─── Page extract ───

“Are you any good with computers?” asked the lady who’d knocked on my door. To take part in a photography competition, she had to compile her pictures into a PDF. She baked me cookies in return.
That’s how I met Susan the photographer, my opposite neighbour.
Supposedly, we have nothing in common. A bachelor Iranian mathematician, I’ve been living in Montreal for three years, while she, as a kid, would go to King George Park in Westmount for tobogganing and watching the young Leonard Cohen play his guitar.
But indeed, we have one thing in common: we have both studied at Concordia. After decades of amateur photography, she received a bachelor’s degree last year — with distinction, she would stress. This inspired me to go back to school to follow my passion too, hence I enrolled in a journalism program.
When the pandemic hit, ironically, the “social distancing” brought us closer. We both live alone and miss chatting in person; occasionally, she knocks on my door and summons me to solve her digital problems, and then tells me about her marriages, her photography projects and previous tenants in my apartment, while I simply listen.
Once, after I fixed her problem with Instagram — by simply reinstalling it — she gave me this pink flower to say thank you. She has her own rules, however. When, for an assignment in my photojournalism course, I asked to photograph her, she retorted, “I’m never on the other side of the camera!”

───

* How to complete this task
Reproduce the part of the neighbor essay that begins at the words "But indeed, we" and stops after "I simply listen.", keeping every word unchanged. Work from the neighbor essay alone, without outside information.

─── Data provided ───

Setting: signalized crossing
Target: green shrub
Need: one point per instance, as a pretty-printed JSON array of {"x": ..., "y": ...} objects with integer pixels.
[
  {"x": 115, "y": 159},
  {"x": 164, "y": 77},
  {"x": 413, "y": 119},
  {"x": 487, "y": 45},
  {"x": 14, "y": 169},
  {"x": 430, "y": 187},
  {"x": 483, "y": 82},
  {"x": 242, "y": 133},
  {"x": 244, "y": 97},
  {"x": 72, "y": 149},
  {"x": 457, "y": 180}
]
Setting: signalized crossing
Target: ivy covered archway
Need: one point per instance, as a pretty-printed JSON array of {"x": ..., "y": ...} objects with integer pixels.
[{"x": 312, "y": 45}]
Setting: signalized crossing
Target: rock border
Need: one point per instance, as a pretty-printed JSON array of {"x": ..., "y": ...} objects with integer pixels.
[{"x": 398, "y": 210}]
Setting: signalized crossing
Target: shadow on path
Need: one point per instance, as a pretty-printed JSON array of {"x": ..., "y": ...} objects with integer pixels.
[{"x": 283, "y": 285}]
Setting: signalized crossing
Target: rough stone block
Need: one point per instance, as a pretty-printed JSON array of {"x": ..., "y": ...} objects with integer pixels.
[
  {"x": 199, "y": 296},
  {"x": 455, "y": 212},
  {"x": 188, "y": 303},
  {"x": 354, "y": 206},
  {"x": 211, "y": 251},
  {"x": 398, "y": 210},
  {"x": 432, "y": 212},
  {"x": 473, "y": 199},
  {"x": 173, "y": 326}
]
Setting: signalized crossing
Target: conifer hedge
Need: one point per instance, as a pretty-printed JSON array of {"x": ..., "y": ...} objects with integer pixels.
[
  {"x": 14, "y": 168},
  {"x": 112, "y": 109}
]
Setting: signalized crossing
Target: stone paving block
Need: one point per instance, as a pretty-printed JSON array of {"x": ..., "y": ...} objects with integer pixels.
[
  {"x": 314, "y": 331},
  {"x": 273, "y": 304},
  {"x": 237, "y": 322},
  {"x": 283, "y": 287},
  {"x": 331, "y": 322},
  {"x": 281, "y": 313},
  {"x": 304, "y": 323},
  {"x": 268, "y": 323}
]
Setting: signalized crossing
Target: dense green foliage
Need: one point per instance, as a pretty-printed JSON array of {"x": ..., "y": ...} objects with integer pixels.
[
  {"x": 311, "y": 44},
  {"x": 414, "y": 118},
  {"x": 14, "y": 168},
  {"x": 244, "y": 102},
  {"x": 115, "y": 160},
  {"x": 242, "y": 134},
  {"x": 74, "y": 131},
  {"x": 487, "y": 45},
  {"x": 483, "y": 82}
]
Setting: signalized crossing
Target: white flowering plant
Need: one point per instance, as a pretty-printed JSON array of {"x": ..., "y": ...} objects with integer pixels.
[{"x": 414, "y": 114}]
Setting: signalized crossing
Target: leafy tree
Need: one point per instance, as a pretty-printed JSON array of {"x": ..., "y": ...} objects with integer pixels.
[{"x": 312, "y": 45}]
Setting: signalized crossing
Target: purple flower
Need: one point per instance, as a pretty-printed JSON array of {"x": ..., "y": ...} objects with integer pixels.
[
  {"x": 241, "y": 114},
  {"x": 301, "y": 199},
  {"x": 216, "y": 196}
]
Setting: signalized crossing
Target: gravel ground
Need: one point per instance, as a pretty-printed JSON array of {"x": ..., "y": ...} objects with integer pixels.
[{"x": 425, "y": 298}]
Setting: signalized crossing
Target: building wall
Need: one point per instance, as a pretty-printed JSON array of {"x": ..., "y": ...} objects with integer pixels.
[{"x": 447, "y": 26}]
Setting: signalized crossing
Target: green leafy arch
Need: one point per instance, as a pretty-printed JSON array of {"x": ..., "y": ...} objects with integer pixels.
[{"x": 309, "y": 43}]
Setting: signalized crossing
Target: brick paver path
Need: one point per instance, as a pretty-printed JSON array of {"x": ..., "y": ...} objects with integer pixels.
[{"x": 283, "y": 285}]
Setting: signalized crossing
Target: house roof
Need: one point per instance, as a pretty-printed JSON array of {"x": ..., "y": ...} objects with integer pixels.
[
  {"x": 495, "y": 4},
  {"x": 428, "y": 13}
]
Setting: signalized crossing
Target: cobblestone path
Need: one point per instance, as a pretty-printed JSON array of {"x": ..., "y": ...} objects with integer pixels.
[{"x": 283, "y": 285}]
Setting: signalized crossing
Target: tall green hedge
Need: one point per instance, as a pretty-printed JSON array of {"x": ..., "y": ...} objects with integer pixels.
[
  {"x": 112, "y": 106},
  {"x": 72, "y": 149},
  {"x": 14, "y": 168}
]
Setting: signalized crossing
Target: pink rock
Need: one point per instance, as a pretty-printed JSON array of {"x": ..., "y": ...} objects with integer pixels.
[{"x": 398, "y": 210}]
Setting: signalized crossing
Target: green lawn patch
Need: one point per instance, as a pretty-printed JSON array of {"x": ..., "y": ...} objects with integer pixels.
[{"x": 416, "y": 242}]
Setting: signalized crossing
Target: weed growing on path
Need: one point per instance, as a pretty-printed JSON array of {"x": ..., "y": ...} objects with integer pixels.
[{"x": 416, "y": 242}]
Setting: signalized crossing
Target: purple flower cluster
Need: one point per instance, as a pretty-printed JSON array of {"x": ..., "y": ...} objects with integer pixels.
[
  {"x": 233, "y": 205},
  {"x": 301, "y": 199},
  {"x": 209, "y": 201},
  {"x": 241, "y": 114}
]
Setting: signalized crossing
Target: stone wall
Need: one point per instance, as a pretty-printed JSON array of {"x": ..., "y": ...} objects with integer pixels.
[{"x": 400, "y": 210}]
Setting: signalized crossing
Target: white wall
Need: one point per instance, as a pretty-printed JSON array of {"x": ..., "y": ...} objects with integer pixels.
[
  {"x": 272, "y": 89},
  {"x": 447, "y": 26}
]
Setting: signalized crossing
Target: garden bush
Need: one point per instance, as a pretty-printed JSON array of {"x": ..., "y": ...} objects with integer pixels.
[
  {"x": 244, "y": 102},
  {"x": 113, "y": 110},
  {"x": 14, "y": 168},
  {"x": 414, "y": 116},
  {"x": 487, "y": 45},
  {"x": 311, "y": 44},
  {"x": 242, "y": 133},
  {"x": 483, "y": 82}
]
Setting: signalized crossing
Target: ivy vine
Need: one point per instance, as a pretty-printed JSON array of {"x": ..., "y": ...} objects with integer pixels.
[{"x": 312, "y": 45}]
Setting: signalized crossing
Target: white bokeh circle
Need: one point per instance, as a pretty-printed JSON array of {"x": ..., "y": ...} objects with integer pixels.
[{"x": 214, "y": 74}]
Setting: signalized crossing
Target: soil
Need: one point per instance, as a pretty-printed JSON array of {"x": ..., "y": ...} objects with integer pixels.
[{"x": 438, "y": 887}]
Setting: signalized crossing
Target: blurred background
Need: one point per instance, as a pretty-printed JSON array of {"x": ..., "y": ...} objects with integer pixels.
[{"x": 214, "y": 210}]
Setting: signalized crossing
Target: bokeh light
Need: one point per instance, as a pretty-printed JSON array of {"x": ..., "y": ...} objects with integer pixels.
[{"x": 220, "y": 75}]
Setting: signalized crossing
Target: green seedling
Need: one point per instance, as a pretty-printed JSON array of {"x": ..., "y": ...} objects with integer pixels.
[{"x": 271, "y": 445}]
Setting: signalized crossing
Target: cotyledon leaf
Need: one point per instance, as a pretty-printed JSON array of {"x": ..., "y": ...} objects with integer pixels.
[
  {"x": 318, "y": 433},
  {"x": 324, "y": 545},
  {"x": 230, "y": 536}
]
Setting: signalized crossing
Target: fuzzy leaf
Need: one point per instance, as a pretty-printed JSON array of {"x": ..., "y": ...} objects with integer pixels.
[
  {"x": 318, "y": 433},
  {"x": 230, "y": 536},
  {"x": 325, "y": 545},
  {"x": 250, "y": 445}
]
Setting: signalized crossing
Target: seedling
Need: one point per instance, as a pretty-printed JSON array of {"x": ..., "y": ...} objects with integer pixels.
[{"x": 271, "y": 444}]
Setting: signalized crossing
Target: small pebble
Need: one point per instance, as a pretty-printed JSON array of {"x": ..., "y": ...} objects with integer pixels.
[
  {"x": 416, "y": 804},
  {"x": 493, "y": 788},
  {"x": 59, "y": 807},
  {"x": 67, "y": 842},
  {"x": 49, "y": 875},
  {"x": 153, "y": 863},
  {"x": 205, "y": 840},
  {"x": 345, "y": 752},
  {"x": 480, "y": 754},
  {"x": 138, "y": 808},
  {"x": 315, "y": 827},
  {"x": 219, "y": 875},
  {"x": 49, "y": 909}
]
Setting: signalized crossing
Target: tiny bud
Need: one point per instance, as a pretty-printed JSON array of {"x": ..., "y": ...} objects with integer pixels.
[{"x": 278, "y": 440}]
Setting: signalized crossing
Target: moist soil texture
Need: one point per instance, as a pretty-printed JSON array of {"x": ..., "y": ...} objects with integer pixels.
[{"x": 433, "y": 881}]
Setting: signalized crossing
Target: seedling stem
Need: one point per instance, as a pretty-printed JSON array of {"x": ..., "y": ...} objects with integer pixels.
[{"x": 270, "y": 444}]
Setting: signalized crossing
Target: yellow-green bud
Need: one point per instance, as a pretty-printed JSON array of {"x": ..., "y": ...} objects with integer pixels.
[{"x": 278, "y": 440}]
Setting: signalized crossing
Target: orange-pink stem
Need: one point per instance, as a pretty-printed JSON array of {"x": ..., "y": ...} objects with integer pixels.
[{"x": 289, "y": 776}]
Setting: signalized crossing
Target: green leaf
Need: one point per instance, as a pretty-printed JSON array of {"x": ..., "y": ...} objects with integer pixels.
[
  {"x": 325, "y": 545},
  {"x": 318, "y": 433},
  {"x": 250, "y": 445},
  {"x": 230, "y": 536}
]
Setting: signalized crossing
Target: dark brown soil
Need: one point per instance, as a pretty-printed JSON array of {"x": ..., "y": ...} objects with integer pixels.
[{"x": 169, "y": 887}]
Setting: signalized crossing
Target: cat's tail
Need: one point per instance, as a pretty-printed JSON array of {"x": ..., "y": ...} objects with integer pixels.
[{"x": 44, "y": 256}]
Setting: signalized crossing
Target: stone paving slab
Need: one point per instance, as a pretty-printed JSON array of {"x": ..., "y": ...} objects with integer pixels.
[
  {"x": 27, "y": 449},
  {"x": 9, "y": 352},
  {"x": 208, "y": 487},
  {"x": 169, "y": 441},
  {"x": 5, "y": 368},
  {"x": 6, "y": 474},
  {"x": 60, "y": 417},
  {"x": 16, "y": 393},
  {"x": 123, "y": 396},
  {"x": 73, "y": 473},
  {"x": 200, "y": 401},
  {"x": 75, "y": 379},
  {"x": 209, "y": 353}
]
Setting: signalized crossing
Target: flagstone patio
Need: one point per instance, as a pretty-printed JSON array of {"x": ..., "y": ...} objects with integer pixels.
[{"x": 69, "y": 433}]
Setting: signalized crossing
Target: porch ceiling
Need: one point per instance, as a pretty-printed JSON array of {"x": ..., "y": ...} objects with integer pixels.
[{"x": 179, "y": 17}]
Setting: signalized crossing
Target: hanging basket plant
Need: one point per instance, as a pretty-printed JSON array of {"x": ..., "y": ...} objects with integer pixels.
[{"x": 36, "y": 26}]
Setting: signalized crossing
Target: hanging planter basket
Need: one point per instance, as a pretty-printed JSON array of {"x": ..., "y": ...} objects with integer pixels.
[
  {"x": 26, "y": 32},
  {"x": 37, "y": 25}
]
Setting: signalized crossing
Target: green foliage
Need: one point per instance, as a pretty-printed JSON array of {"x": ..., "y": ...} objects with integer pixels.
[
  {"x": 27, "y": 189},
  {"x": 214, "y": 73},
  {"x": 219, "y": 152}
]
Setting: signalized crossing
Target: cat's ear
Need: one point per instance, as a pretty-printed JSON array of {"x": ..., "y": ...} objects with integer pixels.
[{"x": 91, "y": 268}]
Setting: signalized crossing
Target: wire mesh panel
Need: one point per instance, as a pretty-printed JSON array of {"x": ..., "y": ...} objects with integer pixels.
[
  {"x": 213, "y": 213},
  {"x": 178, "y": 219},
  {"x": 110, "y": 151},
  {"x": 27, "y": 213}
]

───

* Solution for this exercise
But indeed, we have one thing in common: we have both studied at Concordia. After decades of amateur photography, she received a bachelor’s degree last year — with distinction, she would stress. This inspired me to go back to school to follow my passion too, hence I enrolled in a journalism program.
When the pandemic hit, ironically, the “social distancing” brought us closer. We both live alone and miss chatting in person; occasionally, she knocks on my door and summons me to solve her digital problems, and then tells me about her marriages, her photography projects and previous tenants in my apartment, while I simply listen.